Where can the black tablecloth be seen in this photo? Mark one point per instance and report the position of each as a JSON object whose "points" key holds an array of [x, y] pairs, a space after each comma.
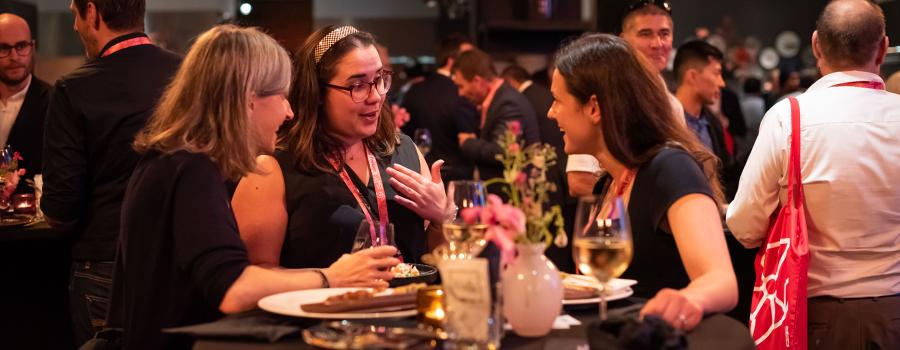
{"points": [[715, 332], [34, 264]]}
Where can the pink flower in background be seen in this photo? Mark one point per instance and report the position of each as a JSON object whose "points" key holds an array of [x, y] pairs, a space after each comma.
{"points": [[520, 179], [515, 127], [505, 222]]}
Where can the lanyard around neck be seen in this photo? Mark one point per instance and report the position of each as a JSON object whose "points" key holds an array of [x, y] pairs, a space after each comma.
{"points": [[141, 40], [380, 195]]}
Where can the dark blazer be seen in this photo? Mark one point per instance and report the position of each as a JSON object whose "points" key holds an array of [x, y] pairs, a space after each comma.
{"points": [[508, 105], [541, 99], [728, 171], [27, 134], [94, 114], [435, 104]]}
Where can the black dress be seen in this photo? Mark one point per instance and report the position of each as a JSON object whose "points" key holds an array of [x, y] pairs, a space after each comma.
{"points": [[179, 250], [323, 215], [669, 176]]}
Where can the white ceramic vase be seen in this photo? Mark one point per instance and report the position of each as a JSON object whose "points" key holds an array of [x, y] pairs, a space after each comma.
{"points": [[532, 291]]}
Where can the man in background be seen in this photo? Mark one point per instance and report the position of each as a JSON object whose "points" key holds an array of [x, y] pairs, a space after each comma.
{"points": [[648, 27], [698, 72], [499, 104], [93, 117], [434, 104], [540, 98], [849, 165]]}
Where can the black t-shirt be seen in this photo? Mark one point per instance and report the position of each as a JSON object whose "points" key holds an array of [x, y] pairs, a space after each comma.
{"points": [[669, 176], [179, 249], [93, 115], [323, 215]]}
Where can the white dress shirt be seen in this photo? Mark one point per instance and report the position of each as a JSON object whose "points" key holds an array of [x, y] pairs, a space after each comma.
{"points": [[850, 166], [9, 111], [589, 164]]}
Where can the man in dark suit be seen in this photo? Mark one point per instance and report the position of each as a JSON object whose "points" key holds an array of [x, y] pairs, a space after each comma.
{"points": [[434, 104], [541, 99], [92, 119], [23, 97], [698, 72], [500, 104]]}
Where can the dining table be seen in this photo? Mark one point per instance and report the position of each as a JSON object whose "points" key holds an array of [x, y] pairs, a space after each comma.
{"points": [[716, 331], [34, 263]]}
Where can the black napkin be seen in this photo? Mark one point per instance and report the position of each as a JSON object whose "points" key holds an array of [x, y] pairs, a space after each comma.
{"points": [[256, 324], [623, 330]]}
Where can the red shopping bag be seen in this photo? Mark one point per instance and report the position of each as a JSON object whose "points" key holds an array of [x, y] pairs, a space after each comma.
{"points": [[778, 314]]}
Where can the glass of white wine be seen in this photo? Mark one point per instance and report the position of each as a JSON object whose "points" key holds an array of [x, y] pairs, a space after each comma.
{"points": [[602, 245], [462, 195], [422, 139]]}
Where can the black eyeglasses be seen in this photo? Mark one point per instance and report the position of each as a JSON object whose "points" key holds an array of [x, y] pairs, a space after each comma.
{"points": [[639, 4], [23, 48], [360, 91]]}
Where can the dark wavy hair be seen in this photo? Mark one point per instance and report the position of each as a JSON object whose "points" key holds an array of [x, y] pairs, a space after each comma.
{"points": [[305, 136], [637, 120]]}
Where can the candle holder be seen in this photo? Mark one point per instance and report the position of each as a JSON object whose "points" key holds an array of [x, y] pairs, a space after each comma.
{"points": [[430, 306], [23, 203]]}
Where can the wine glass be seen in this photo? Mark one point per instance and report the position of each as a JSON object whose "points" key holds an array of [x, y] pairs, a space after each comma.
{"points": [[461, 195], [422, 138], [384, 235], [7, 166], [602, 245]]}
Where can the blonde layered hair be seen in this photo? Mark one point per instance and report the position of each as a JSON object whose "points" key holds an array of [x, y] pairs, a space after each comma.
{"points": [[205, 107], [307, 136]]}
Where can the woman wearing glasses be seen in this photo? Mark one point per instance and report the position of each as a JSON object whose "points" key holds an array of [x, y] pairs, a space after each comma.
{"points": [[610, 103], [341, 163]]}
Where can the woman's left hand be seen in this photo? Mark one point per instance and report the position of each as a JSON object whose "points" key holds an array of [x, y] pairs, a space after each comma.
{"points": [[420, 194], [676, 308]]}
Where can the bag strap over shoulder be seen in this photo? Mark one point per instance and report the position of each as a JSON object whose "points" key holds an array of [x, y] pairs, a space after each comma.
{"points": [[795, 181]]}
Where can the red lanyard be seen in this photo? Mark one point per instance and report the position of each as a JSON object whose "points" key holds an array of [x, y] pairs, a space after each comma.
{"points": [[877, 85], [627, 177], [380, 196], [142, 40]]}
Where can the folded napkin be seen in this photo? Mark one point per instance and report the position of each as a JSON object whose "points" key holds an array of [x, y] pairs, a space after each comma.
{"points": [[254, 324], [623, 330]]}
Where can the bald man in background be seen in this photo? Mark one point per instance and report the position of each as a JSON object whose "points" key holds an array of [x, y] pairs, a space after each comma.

════════════════════

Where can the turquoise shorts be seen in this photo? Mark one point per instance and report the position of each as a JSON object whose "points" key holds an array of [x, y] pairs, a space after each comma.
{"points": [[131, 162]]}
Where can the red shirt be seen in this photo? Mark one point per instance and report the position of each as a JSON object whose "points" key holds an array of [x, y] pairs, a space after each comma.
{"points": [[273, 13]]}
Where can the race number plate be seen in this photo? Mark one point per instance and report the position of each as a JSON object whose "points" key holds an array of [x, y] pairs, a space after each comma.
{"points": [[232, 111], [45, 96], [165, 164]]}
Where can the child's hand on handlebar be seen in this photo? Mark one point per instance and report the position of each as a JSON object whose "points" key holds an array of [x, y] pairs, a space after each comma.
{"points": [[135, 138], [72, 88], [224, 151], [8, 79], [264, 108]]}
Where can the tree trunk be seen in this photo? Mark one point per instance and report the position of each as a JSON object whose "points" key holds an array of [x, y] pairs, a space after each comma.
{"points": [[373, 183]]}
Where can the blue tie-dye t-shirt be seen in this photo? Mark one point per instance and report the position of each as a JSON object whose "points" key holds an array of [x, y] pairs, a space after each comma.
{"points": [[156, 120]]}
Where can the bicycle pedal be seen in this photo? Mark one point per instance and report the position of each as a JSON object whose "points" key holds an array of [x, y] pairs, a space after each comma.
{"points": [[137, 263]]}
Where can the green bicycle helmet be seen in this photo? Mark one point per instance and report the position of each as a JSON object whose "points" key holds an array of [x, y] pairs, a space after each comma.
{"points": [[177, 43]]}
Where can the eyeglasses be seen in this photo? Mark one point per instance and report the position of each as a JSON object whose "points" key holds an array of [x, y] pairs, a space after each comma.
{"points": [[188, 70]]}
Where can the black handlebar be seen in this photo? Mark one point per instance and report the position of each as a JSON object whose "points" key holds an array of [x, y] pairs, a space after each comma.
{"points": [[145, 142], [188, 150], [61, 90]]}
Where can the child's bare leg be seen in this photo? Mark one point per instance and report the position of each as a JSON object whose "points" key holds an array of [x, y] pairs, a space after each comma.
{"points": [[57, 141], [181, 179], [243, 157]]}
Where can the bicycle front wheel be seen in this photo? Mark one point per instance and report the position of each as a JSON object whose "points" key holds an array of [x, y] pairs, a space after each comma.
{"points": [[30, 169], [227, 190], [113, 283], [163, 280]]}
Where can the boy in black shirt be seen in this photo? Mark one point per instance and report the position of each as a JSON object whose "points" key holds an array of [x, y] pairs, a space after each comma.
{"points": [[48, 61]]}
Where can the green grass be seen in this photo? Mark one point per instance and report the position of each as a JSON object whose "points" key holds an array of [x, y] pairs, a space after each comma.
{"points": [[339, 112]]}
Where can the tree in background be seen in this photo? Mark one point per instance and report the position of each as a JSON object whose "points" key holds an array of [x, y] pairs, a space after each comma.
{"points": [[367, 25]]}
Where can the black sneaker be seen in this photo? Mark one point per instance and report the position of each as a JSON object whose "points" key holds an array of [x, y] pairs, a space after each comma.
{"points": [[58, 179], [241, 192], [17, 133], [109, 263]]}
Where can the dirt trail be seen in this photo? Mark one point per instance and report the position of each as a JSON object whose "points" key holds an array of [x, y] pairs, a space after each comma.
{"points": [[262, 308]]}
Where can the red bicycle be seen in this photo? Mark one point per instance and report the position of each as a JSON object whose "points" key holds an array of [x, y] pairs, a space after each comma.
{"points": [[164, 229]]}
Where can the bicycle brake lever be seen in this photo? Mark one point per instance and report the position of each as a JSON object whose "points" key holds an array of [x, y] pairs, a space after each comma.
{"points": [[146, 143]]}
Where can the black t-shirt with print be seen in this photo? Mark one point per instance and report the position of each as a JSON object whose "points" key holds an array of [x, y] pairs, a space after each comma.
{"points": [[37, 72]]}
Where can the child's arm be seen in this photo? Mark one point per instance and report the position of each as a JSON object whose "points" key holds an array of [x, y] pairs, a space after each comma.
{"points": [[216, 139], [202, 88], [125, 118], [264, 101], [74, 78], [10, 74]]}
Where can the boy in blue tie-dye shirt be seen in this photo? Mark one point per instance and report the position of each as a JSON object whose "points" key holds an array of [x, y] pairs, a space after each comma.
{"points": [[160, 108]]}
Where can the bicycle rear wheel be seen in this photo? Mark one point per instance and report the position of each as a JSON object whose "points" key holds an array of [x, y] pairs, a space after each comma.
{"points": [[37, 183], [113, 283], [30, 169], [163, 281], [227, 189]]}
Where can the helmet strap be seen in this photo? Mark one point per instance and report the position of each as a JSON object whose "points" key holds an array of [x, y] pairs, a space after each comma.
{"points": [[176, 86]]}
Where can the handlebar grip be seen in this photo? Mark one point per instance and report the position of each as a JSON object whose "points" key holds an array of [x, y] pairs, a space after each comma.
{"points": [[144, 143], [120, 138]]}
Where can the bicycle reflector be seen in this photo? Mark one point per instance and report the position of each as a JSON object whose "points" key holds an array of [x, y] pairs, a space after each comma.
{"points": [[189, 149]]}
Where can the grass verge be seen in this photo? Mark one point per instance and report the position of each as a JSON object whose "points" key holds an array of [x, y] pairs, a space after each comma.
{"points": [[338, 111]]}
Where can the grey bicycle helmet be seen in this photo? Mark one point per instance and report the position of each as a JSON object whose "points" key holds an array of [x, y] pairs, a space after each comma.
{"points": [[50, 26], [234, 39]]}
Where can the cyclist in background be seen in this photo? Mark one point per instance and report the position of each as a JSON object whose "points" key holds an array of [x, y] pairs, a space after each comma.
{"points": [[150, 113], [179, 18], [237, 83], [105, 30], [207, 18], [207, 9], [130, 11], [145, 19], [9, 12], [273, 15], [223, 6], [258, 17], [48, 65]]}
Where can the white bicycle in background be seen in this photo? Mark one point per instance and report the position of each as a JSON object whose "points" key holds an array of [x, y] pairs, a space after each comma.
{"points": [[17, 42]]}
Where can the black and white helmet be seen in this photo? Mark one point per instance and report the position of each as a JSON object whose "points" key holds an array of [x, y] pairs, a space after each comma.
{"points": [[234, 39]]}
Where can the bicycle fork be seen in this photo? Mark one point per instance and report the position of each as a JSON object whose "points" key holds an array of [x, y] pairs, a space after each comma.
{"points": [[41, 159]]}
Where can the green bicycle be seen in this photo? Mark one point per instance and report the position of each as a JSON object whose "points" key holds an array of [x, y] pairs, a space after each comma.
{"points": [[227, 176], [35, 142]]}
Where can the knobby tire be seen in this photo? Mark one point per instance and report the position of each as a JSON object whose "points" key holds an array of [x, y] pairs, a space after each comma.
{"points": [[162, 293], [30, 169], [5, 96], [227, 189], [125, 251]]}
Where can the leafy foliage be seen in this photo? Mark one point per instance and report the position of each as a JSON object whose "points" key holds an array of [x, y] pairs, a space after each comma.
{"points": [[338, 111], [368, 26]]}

════════════════════

## DIRECTION
Reproduce every line of the records that contains the string "eyeglasses". Case counts.

## FULL SOLUTION
Where can the black eyeglasses be seen in this photo? Mark one point per instance and report the position of each as a JSON object whose "points" key holds an array of [x, y] pairs, a space after each comma.
Where can the eyeglasses be seen in this photo? Mark one point per instance and report the position of each as a JSON object whose "points" key holds an array of [x, y] pairs, a space after each comma.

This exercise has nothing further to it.